- Exercise data
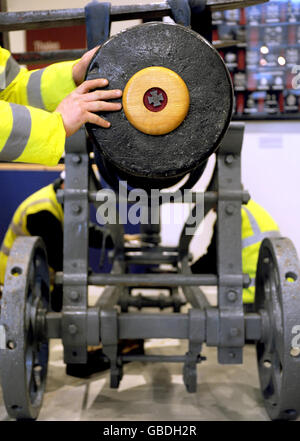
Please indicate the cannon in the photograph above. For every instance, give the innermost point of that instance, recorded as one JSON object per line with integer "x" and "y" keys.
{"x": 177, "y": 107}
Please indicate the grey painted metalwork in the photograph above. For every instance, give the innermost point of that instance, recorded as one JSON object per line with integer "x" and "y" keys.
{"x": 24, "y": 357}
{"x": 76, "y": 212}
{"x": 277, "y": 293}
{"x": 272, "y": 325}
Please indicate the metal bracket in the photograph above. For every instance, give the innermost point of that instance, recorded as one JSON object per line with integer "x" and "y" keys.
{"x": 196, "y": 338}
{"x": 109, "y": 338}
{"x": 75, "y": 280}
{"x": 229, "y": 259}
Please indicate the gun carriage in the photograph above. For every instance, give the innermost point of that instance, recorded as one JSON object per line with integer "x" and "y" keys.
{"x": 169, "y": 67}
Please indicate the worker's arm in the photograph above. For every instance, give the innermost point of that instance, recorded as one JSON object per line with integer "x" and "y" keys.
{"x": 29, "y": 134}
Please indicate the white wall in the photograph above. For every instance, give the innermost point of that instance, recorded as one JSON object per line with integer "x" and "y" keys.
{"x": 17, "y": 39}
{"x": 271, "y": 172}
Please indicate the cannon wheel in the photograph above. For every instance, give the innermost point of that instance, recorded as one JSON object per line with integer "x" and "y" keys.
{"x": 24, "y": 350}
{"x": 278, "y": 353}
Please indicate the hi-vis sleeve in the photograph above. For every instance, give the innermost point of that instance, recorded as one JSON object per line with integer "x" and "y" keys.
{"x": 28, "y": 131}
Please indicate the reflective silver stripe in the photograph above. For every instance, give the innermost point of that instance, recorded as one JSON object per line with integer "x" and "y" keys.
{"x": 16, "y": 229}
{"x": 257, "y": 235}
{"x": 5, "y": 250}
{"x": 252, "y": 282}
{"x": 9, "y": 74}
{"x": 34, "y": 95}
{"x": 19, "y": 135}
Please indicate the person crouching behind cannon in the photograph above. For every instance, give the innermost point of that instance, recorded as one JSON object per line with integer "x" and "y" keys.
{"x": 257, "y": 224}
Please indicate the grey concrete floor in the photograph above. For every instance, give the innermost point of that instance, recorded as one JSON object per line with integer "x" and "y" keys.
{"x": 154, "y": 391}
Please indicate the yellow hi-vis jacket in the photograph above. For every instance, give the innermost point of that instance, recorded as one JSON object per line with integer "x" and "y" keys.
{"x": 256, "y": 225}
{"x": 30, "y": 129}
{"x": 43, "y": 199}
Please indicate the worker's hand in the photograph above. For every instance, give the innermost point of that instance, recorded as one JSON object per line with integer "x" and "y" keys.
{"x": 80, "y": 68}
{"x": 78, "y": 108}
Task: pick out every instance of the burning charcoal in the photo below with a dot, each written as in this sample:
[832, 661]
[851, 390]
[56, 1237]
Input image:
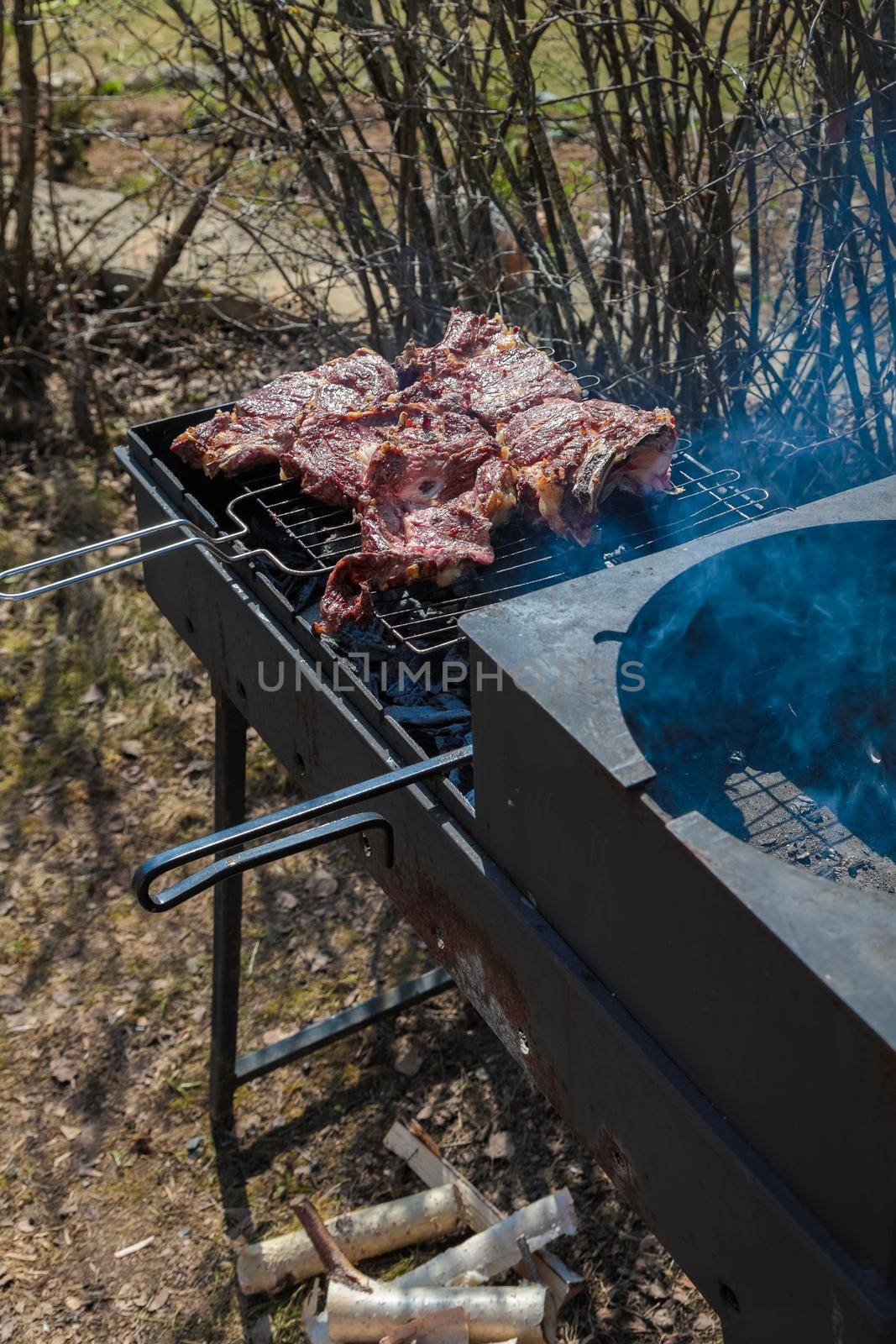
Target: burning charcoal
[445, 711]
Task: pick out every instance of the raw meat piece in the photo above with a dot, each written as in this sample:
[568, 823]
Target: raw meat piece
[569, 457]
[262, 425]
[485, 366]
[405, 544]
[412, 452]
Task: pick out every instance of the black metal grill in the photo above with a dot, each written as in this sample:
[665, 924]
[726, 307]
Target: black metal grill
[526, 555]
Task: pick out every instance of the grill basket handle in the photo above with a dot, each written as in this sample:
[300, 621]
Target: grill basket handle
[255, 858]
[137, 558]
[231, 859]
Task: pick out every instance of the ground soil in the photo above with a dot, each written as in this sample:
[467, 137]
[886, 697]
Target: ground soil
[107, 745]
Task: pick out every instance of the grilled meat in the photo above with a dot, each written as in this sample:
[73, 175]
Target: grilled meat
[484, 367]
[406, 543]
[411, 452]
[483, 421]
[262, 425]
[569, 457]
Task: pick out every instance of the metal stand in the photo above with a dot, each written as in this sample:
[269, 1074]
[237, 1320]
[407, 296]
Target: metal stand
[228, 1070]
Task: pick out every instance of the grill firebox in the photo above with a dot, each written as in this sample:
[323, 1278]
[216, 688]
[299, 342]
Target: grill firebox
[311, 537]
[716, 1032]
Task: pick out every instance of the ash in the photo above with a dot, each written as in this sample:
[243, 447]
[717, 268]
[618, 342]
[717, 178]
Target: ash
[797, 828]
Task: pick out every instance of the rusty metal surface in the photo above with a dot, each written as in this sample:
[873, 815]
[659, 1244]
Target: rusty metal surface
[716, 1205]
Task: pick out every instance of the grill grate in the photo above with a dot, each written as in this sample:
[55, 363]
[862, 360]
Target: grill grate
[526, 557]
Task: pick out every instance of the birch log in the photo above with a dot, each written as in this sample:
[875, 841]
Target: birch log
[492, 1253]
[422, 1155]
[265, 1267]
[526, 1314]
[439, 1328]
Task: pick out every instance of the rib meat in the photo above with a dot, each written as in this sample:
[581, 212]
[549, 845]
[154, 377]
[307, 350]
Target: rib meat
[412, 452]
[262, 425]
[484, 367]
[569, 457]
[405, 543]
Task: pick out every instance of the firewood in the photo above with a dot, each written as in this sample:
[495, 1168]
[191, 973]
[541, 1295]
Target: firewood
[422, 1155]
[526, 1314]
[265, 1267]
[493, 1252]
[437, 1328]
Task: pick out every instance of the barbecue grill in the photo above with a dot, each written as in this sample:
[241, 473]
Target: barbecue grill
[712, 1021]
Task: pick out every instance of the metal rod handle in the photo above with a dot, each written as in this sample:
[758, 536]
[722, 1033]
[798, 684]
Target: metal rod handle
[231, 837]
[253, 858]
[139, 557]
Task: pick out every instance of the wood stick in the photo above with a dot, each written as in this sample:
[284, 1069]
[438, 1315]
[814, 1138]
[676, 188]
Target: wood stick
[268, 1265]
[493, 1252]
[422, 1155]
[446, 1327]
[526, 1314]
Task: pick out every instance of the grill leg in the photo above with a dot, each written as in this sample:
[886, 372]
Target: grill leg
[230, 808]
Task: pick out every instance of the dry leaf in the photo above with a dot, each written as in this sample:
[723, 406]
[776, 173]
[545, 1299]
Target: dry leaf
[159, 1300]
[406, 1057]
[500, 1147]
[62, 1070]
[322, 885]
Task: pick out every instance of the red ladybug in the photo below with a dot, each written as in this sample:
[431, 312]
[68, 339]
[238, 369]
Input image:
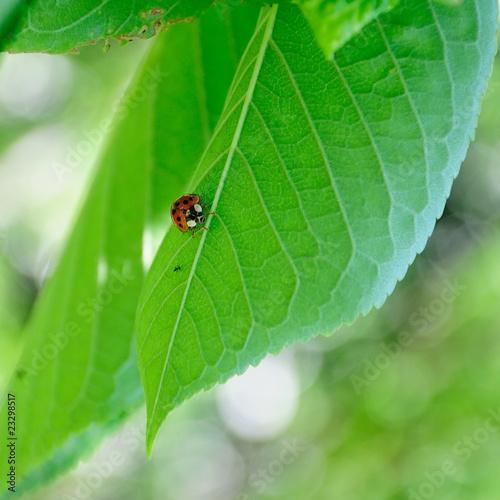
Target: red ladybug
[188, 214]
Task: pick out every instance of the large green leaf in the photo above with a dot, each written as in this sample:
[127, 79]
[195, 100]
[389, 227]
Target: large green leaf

==

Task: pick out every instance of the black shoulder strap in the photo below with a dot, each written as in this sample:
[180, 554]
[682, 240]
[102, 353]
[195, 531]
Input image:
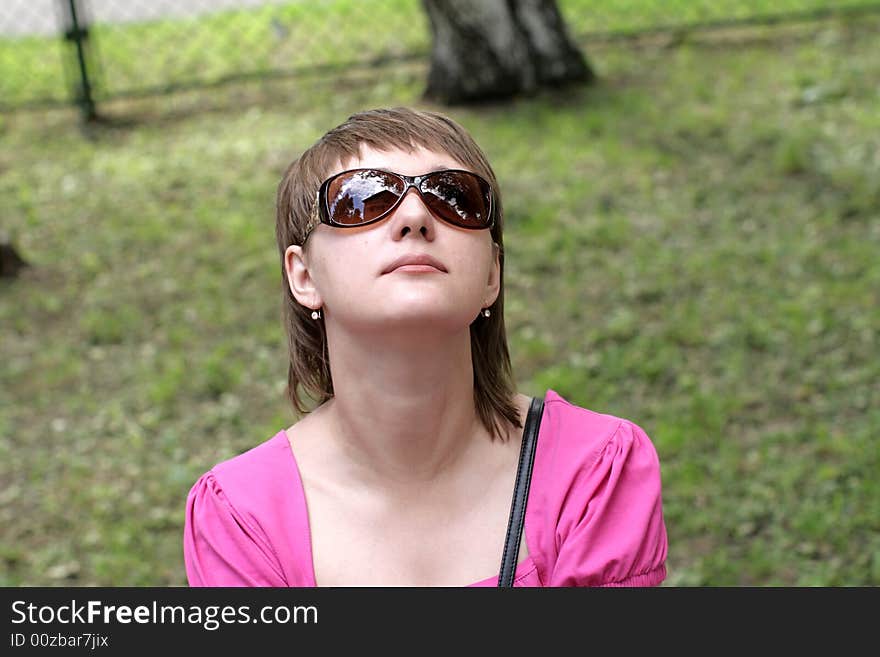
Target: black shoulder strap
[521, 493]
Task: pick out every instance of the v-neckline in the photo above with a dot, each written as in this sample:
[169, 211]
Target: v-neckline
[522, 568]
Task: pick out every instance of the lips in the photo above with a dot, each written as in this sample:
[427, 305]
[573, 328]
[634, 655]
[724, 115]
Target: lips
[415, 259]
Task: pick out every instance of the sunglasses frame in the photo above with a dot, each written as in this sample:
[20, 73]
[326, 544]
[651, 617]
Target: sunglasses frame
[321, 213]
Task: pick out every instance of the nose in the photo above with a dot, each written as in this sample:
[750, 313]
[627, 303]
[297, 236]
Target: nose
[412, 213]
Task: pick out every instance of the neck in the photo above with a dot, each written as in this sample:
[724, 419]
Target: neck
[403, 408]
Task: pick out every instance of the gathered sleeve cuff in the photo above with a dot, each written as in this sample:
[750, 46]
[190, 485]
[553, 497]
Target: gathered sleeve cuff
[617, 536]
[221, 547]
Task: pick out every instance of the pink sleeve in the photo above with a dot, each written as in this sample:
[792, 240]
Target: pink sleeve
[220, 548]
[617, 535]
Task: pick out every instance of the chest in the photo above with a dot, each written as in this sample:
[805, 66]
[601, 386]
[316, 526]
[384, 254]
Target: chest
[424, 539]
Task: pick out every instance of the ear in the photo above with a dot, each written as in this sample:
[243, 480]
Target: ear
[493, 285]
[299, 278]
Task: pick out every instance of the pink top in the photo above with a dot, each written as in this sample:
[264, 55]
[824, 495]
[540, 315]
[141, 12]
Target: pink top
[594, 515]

- Exercise brief
Gather each line of the listing that holds the string "green".

- Result
Task: pick out every instance of the large green leaf in the photo above with a dot, each written as in this sample:
Target: large green leaf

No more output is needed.